Exercise prompt:
Starting with the line that contains "Medical imaging task — a pathologist needs the location of older" and going on through the end of the records, rewrite those lines with the requests included, and shift every box coordinate in the answers by adding 28 to it.

Entries for labeling bounding boxes
+++++

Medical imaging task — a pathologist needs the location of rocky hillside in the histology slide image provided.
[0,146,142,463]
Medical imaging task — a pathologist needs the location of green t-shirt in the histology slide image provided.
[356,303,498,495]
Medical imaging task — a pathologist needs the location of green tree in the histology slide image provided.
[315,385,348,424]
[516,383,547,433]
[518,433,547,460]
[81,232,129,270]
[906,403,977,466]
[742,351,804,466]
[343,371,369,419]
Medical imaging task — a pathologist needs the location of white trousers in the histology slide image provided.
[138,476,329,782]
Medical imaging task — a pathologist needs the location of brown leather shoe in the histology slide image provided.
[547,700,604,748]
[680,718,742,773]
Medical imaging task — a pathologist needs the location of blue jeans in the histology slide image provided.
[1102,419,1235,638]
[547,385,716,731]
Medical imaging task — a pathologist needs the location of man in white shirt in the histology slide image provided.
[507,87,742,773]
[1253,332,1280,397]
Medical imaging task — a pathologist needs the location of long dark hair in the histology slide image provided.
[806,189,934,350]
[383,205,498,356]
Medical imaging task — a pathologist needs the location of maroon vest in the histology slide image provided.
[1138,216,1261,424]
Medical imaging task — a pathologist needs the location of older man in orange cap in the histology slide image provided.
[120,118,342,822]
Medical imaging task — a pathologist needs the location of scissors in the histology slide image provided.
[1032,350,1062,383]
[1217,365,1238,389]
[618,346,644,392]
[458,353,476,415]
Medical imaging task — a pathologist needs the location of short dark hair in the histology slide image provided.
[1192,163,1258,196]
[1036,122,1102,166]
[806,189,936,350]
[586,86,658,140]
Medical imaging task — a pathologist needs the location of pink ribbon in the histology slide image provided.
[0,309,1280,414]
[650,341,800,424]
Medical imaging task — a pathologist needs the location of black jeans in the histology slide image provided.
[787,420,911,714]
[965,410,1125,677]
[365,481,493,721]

+++++

Result for this task:
Medical imaging task — a pathologist needs the location of older man in orange cap in the histology slide image provided.
[148,146,370,850]
Medical imaging task — a pathologist needs the location of scissors in the histology slide image provided.
[1060,378,1090,411]
[1245,393,1266,417]
[646,374,672,420]
[486,381,504,443]
Medical imaging task — a pathologist needs the location of short dark hair in the histology slide image provided.
[1220,191,1286,224]
[1064,150,1130,194]
[834,217,964,378]
[614,114,686,168]
Medical imaging task — a pathologist needs the location of pink ribbon in the histology slide image provided.
[28,337,1308,442]
[678,369,828,452]
Medical imaging task — a pathologist needs the location of black jeans in the histology slide image provided.
[815,448,939,742]
[993,438,1153,705]
[393,509,521,749]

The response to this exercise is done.